EXERCISE DESCRIPTION:
Copy the listing below word for word, leaving out the pictures.

Object location entries for an image:
══════════════════════════════
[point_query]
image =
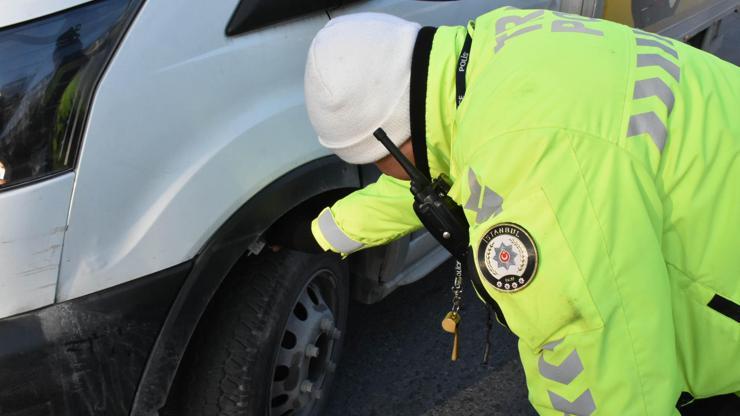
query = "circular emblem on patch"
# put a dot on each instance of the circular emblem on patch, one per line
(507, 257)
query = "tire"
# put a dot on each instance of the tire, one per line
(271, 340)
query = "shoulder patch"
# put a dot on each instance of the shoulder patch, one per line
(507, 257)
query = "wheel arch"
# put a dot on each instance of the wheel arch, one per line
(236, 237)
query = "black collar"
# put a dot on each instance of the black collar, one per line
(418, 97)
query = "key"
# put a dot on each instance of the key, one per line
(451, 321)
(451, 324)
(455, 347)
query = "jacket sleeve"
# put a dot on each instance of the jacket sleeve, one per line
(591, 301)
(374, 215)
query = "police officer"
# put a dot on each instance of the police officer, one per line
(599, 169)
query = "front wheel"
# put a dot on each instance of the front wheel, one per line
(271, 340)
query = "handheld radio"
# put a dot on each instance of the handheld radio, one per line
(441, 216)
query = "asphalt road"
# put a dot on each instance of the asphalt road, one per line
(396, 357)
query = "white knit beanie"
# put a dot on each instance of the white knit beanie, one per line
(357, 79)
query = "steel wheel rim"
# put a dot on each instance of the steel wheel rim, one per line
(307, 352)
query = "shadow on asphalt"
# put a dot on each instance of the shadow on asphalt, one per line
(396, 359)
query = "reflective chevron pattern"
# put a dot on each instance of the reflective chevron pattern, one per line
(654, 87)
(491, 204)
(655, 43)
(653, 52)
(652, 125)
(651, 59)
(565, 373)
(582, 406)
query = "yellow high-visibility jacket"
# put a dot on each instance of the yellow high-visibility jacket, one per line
══════════════════════════════
TASK RESULT:
[point_query]
image =
query = "circular emblem on patch"
# put a dot on each instance of the circular emblem on patch, one per line
(507, 257)
query = "tire"
# put a dot on each instance of the tire, one per line
(271, 340)
query = "shoulder patch"
# put a dot on each instance of the shoulder patch, one per line
(507, 257)
query = "wheel arch"
# put a dot on each instance of the wheel arch, one per line
(236, 237)
query = "black collar"
# put a dot on each instance of the black collar, one per line
(418, 97)
query = "key"
# put a dot on each instance of the key, one per line
(451, 321)
(451, 324)
(455, 347)
query = "jacket sleeve"
# put a dot on each instance of the jacket sleeve, one per line
(591, 301)
(374, 215)
query = "police officer"
# put a dot on each instance of the police officer, one per line
(599, 169)
query = "front wheel"
# put a dot on each instance of the front wheel, one per line
(271, 340)
query = "handheld radio"
# put a dot on each instance of the handheld radio, one per line
(441, 216)
query = "asphalt road"
# put a dot on each instance of the asphalt road, one per line
(396, 357)
query = "white knit beanie"
# put a dot on each instance of the white knit beanie, one per line
(357, 79)
query = "steel wheel rim"
# put a dot on each instance of the steel wheel rim, one per line
(307, 352)
query = "shadow on asphalt"
# put a dot on each instance of the shadow on asphalt, one per line
(396, 359)
query = "reflective chevron pattern"
# put a dot on each instance of the reflective chevron pattern, one per line
(654, 87)
(491, 204)
(655, 43)
(653, 52)
(652, 125)
(651, 59)
(565, 373)
(582, 406)
query = "yellow high-visibility jacket"
# put a dot on each instance of the yellow high-visibility jacket, one per line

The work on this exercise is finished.